Task item
Your task is to transcribe the lines from the start of the data below through the line containing "The component shall locate one point per instance of the carved", inclusive, exactly as they stand and without the pictures.

Data for this task
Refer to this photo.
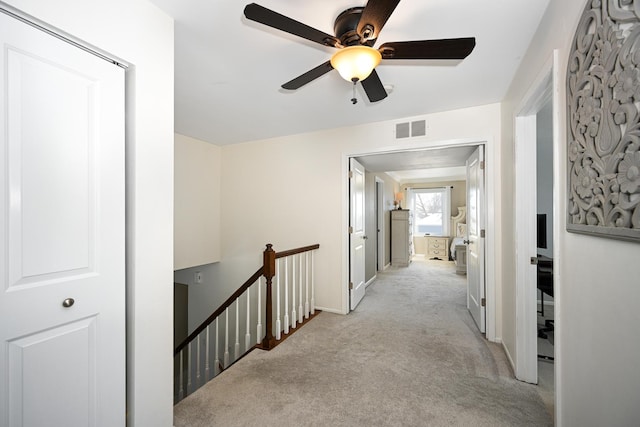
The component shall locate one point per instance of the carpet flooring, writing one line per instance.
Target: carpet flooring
(409, 355)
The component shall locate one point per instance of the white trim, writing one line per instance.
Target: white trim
(509, 358)
(370, 281)
(380, 236)
(59, 34)
(542, 90)
(492, 161)
(329, 310)
(559, 151)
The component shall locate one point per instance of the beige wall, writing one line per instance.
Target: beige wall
(142, 36)
(196, 203)
(388, 186)
(597, 292)
(298, 188)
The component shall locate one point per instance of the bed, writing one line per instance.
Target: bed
(458, 249)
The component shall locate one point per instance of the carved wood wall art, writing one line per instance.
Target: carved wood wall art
(603, 115)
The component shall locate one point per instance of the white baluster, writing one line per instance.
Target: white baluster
(259, 326)
(236, 350)
(306, 284)
(294, 318)
(300, 312)
(278, 326)
(207, 377)
(247, 337)
(313, 279)
(226, 339)
(181, 376)
(286, 296)
(198, 361)
(216, 361)
(189, 389)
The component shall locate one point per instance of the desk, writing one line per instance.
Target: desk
(545, 285)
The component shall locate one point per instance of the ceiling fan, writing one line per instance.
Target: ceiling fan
(356, 30)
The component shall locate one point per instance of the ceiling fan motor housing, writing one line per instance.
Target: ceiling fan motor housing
(346, 25)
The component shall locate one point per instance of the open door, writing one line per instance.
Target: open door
(357, 237)
(62, 215)
(475, 238)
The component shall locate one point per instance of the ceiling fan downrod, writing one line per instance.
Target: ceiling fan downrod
(354, 100)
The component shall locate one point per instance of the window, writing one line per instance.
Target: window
(431, 210)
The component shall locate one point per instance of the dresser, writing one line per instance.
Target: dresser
(401, 237)
(437, 247)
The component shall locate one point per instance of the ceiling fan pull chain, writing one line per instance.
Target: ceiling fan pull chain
(354, 100)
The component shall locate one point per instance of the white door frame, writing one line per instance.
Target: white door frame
(492, 190)
(545, 88)
(380, 241)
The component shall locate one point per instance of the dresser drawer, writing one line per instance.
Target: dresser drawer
(438, 247)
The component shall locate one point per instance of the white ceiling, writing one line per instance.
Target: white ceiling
(228, 70)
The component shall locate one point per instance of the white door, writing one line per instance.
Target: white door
(62, 285)
(475, 239)
(357, 237)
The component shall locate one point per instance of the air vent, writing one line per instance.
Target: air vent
(411, 129)
(402, 130)
(418, 128)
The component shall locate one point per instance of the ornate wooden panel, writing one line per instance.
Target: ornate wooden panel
(603, 114)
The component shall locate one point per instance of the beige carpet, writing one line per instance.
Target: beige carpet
(409, 355)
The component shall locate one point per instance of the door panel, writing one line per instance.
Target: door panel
(62, 218)
(31, 364)
(357, 237)
(475, 249)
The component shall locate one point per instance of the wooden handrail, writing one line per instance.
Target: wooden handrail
(220, 310)
(297, 251)
(268, 270)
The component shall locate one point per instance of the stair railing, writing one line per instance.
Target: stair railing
(291, 273)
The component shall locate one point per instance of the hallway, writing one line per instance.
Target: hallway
(409, 355)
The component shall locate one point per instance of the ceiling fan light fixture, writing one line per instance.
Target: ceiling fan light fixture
(355, 62)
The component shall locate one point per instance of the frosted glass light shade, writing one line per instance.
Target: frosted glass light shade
(355, 62)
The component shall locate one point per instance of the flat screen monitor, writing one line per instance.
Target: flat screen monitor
(542, 231)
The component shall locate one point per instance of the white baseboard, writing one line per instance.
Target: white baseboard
(330, 310)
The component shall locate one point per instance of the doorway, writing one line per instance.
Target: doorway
(430, 153)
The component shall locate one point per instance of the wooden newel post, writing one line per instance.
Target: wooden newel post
(269, 264)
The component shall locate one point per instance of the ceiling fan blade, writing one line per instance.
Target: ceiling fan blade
(275, 20)
(374, 16)
(429, 49)
(373, 87)
(307, 77)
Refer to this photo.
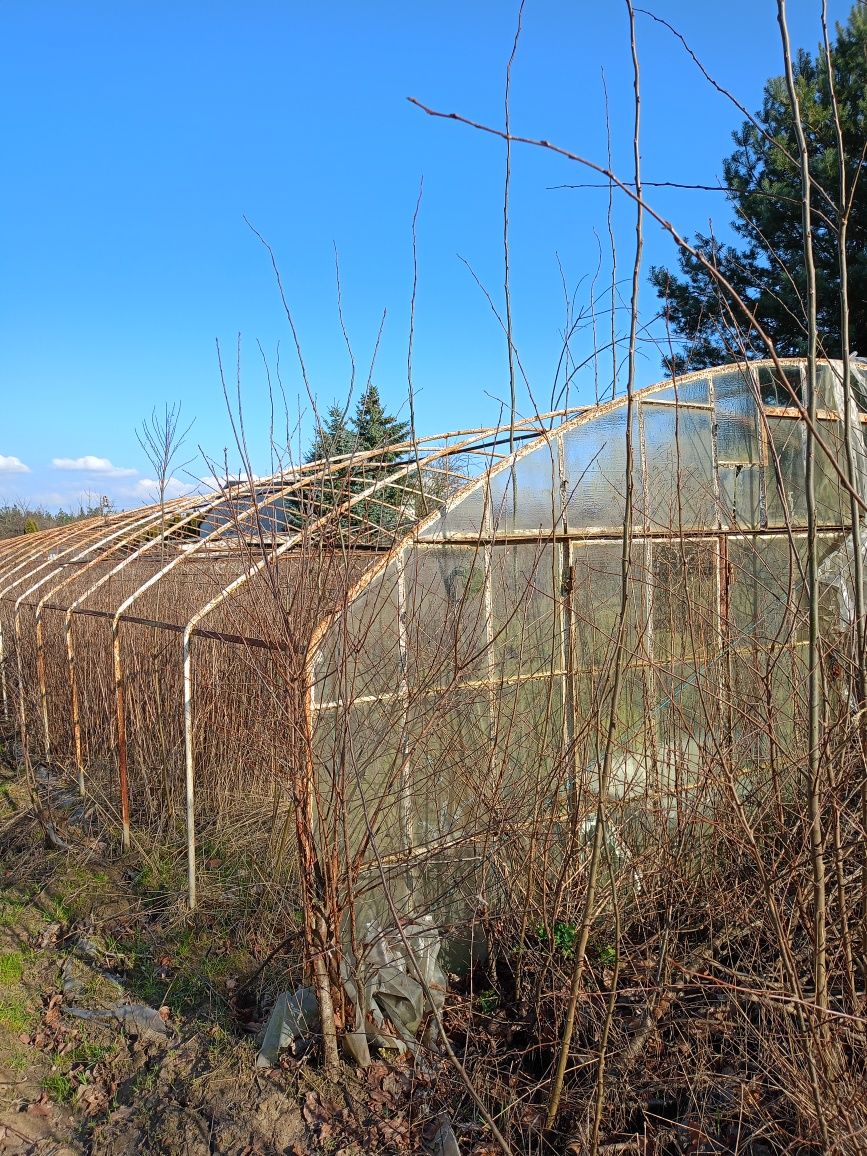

Written solution
Refer to this photo.
The component shall locate one point per instance of the carpet flooring, writing one line per instance.
Target: carpet flooring
(409, 355)
The component shall locate one point per instance of the white trim, writing one line per instance.
Target: white trim
(509, 358)
(370, 281)
(380, 236)
(59, 34)
(542, 90)
(492, 161)
(329, 310)
(559, 151)
The component shall locate one point per instance of the beige wall, writing one line per instance.
Target: beige wall
(142, 36)
(196, 203)
(388, 186)
(597, 292)
(298, 188)
The component shall locate one point per instance of the bed, writing one line per instance.
Target: bed
(458, 249)
The component shall locate one point per instance of the carved wood wall art, writing one line per instance.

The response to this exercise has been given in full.